Исходный текст
═══
Не замечая этого противоречия, отгораживая свое отношение к искусству от пресловутого метода социального заказа, г. Бранд, согласно вышеприведенной цитате, невольно подводит искусство под его ярмо.
Весьма неубедительно мне кажется и дальнейшее утверждение г. Бранда: «Почему-то распространен взгляд, — говорит он, — что как-то культурнее, утонченнее, красивее проповедовать смерть и говорить о потустороннем, забывая о земле…»
Это утверждение не только голословно, но является также выпадом в сторону тех, кто не пишет по рецепту г. Бранда: «жизнь это свет, тепло, солнце, движение, тогда как смерть — тьма, холод, неподвижность, гниение».
В опровержение мнения г. Бранда могу назвать не одно гениальное произведение мировой литературы, воспринимающее смерть в ином, грандиозном аспекте.
Возьмем для примера «Божественную Комедию» Данте. В ней поэт заставляет своих современников, бичуя их пороки, преступления и косность, взглянуть на себя, на свои пошлые горести и маленькие радости с той высоты, которая дается только заглянувшим в глаза смерти, ею умудренным.
Внимательно изучив литературные шедевры любой страны, мы не можем не убедиться в том, что все они подвизаются на земле sub specie aeternitatis.
Не составляют исключения и наши величайшие лирики: Лермонтов, Блок, Сологуб. И эпический гений Пушкина ярче всего сказался в нависших над бездной гибели и смерти поэмах: «Медный Всадник», «Моцарт и Сальери», «Дон Жуан» и в никем не превзойденном по глубине восприятия смертной стихии «Пире во время чумы».
А как же относился к смерти Толстой? Сторонился ли он ее, видел ли в ней только холод, тьму и гниение? Вспомним угасание князя Андрея, смерть Пети, смерть Ивана Ильича, вспомним замерзающего хозяина («Хозяин и работник»), вспомним рассказ «Три смерти».
═══
Фрагменты набора данных
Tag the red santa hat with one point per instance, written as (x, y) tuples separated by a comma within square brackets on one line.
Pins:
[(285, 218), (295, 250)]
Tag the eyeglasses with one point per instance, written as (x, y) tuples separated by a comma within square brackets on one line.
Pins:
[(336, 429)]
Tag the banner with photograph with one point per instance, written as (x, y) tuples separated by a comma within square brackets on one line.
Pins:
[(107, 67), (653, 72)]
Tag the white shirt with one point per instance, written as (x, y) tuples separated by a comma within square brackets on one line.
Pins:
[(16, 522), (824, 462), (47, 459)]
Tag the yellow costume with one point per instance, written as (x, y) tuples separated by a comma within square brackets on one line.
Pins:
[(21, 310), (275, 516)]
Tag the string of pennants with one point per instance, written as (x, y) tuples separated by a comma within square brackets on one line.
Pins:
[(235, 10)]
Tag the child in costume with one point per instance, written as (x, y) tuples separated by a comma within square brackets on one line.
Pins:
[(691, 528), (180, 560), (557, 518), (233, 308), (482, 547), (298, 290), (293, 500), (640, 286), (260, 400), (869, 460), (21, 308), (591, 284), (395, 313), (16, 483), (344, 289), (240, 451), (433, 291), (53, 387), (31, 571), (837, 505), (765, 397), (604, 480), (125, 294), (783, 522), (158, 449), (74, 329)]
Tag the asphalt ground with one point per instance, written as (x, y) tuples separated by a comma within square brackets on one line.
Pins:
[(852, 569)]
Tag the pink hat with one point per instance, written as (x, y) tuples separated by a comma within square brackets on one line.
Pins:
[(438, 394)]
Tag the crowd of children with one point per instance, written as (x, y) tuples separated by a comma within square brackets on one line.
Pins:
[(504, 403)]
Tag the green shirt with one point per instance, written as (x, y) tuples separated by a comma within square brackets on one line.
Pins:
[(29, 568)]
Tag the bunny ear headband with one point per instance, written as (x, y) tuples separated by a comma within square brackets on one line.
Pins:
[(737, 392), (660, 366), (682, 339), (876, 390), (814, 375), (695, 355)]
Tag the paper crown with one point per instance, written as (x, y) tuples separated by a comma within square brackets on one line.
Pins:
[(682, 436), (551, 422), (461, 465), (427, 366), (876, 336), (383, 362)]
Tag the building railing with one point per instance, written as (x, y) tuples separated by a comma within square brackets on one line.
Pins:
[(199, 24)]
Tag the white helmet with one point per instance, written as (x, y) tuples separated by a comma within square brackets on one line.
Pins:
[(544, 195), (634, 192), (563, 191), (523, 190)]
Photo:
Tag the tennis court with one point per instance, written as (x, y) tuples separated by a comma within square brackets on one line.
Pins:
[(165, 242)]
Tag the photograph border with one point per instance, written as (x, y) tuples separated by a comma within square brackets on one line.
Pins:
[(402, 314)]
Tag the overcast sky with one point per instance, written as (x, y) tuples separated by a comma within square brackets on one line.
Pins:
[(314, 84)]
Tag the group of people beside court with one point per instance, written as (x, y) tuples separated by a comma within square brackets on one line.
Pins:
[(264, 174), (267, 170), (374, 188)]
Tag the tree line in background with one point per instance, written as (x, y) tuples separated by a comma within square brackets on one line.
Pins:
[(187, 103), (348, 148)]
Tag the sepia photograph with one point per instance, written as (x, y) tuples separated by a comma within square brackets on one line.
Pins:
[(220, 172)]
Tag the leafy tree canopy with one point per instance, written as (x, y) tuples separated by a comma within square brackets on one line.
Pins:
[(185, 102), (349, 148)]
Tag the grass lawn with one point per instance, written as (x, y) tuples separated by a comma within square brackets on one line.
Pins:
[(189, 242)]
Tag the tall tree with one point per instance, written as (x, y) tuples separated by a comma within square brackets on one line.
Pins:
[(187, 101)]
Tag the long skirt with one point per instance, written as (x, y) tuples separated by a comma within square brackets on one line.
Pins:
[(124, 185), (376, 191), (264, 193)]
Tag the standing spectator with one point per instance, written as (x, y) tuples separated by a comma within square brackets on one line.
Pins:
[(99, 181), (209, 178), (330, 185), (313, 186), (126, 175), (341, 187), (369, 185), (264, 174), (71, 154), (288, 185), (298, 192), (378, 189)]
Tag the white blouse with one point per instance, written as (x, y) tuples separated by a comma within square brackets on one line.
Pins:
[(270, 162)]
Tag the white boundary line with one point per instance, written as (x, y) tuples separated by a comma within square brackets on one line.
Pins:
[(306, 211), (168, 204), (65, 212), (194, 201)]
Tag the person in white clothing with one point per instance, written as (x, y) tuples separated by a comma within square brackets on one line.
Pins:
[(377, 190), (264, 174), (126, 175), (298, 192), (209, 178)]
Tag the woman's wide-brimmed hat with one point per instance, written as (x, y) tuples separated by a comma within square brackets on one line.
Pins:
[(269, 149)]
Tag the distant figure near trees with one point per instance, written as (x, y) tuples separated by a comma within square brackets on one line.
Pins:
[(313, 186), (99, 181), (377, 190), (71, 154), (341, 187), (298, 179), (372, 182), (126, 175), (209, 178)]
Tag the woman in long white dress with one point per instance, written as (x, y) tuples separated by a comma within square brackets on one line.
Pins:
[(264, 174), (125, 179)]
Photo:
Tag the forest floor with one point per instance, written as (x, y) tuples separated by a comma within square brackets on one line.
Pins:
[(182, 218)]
═══
Перепечатайте часть текста о смерти в литературе, начиная со слов «Это утверждение не» и далее вплоть до слов «ином, грандиозном аспекте.». Строки никак не связаны с текстом о смерти в литературе.

Ответ к заданию
Это утверждение не только голословно, но является также выпадом в сторону тех, кто не пишет по рецепту г. Бранда: «жизнь это свет, тепло, солнце, движение, тогда как смерть — тьма, холод, неподвижность, гниение».
В опровержение мнения г. Бранда могу назвать не одно гениальное произведение мировой литературы, воспринимающее смерть в ином, грандиозном аспекте.